Rows from a segmentation dataset:
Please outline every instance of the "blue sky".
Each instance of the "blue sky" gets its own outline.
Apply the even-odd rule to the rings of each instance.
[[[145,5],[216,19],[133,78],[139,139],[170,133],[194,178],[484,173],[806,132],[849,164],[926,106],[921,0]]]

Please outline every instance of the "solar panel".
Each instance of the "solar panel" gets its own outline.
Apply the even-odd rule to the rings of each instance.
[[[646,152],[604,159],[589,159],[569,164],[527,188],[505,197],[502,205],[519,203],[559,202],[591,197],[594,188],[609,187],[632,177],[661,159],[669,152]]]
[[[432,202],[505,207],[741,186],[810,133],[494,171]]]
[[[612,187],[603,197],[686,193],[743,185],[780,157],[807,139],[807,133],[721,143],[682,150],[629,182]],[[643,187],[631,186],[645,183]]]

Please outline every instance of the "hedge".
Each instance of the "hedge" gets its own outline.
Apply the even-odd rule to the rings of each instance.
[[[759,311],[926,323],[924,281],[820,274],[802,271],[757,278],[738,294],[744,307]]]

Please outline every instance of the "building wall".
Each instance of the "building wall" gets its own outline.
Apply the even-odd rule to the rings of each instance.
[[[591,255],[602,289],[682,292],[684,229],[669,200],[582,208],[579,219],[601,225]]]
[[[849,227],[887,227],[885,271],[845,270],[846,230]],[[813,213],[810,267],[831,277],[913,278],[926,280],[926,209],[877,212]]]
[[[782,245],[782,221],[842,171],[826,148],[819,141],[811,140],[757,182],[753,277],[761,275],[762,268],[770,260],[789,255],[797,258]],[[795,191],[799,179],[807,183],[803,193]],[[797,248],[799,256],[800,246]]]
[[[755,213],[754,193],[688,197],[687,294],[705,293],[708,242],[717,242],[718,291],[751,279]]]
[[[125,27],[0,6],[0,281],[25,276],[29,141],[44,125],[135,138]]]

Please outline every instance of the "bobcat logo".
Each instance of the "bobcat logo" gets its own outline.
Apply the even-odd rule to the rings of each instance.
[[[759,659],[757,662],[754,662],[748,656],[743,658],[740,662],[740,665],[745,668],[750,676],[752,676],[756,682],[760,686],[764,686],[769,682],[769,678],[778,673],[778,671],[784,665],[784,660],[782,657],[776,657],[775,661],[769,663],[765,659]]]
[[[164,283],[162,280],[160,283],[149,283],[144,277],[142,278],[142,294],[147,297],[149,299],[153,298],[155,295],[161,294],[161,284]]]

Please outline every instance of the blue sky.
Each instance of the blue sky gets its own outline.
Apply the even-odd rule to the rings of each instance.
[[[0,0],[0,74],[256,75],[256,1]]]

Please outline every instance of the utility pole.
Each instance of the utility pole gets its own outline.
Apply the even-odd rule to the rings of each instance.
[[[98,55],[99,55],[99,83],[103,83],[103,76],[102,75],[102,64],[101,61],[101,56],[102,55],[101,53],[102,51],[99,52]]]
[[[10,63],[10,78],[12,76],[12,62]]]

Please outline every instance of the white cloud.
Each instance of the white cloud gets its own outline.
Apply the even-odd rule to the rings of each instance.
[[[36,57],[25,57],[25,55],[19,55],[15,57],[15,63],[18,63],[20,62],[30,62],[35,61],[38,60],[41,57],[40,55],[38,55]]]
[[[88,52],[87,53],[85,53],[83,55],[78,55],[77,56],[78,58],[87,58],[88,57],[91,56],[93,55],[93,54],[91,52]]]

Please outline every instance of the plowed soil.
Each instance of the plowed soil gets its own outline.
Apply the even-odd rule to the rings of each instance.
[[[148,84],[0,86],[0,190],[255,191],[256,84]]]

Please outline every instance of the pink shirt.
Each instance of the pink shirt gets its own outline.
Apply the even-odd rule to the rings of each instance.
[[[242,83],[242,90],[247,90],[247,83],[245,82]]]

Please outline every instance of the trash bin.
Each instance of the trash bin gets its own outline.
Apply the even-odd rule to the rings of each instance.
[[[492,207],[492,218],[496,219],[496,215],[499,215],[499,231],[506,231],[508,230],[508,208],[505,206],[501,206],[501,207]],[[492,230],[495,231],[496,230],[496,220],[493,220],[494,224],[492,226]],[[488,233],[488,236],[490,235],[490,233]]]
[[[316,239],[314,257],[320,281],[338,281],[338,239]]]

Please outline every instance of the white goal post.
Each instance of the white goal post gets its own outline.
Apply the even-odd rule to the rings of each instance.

**WHAT YOU NEED TO DO**
Can you copy out all of the rows above, word for word and without any changes?

**THE SOLUTION**
Please outline every instance of the "blue sky".
Each instance of the "blue sky" gets its own outline.
Apply the even-odd rule to the rings of each instance.
[[[145,5],[216,19],[133,78],[139,139],[170,133],[194,178],[484,173],[806,132],[849,164],[926,106],[921,0]]]

Please outline every instance of the "solar panel".
Each instance of the "solar panel" gets its own outline.
Apply the even-odd rule to the rings of each instance.
[[[646,152],[604,159],[589,159],[569,164],[527,188],[505,197],[502,205],[519,203],[559,202],[591,197],[594,188],[609,187],[632,177],[661,159],[669,152]]]
[[[432,202],[505,207],[741,186],[810,133],[494,171]]]
[[[612,187],[603,197],[686,193],[743,185],[780,157],[807,139],[807,133],[721,143],[682,150],[629,182]],[[643,187],[631,186],[645,183]]]

Please outline every instance of the "hedge".
Each instance of the "hedge" gets its own outline.
Apply the even-odd rule to the rings of each instance.
[[[759,311],[926,323],[924,281],[820,274],[802,271],[757,278],[738,294],[744,307]]]

Please outline every instance of the "building wall".
Each instance of the "building wall" gets its own outline.
Apply the even-odd rule to the rings of each instance.
[[[591,255],[602,289],[682,292],[684,229],[669,200],[582,208],[579,219],[601,225]]]
[[[849,227],[887,227],[885,271],[845,270],[846,230]],[[813,213],[810,267],[831,277],[913,278],[926,280],[926,209],[877,212]]]
[[[782,245],[782,221],[842,171],[826,148],[819,141],[811,140],[757,182],[753,277],[761,275],[762,268],[770,260],[789,255],[797,258]],[[795,191],[799,179],[807,183],[803,193]],[[797,248],[799,256],[800,246]]]
[[[755,213],[754,193],[688,197],[687,294],[705,293],[708,242],[717,242],[718,291],[751,279]]]
[[[125,27],[0,6],[0,281],[25,276],[29,141],[44,125],[135,138]]]

Please outline every instance of the "bobcat logo".
Each instance of the "bobcat logo" gets its own outline.
Apply the even-odd rule to the rings of each instance.
[[[759,659],[757,662],[754,662],[748,656],[743,658],[740,662],[740,665],[745,668],[750,676],[752,676],[756,682],[760,686],[764,686],[769,682],[769,678],[778,673],[778,671],[784,665],[784,660],[782,657],[776,657],[775,661],[769,663],[765,659]]]
[[[164,283],[162,280],[160,283],[149,283],[144,277],[142,278],[142,294],[147,297],[149,299],[153,298],[155,295],[161,294],[161,284]]]

Please outline every instance of the blue sky.
Each instance of the blue sky gets its own outline.
Apply the even-odd rule to the rings of each instance.
[[[0,0],[0,74],[256,75],[256,1]]]

Please outline every instance of the utility pole.
Each instance of the utility pole gets its own outline.
Apply the even-odd rule to the rings of each instance.
[[[98,55],[99,55],[99,83],[103,83],[103,76],[102,75],[102,64],[101,61],[101,56],[102,55],[101,53],[102,51],[99,52]]]
[[[10,63],[10,78],[12,76],[12,62]]]

Please outline every instance of the white cloud.
Each instance of the white cloud gets its own outline.
Apply the even-odd rule to the rings of each instance.
[[[36,57],[25,57],[25,55],[19,55],[15,57],[15,63],[18,63],[20,62],[30,62],[35,61],[38,60],[41,57],[40,55],[38,55]]]
[[[88,52],[87,53],[85,53],[83,55],[78,55],[77,56],[78,58],[87,58],[88,57],[91,56],[93,55],[93,54],[91,52]]]

Please outline every instance of the plowed soil.
Each instance of the plowed soil gets its own outline.
Apply the even-odd rule to the rings of each instance.
[[[148,84],[0,86],[0,190],[255,191],[256,84]]]

Please outline every instance of the pink shirt.
Each instance of the pink shirt gets its own outline.
Apply the even-odd rule to the rings of each instance.
[[[242,83],[242,90],[247,90],[247,83],[245,82]]]

Please outline every instance of the trash bin.
Each instance of the trash bin gets its own outline.
Apply the even-odd rule to the rings of each instance.
[[[492,207],[492,218],[496,219],[496,215],[499,215],[499,231],[506,231],[508,230],[508,208],[505,206],[501,206],[501,207]],[[492,230],[495,231],[496,230],[496,220],[493,220],[494,224],[492,226]],[[488,233],[488,236],[490,235],[490,233]]]
[[[316,239],[314,257],[320,281],[338,281],[338,239]]]

Please outline every instance of the white goal post.
Each instance of the white goal post gets its own outline.
Apply the even-odd rule to the rings of each instance.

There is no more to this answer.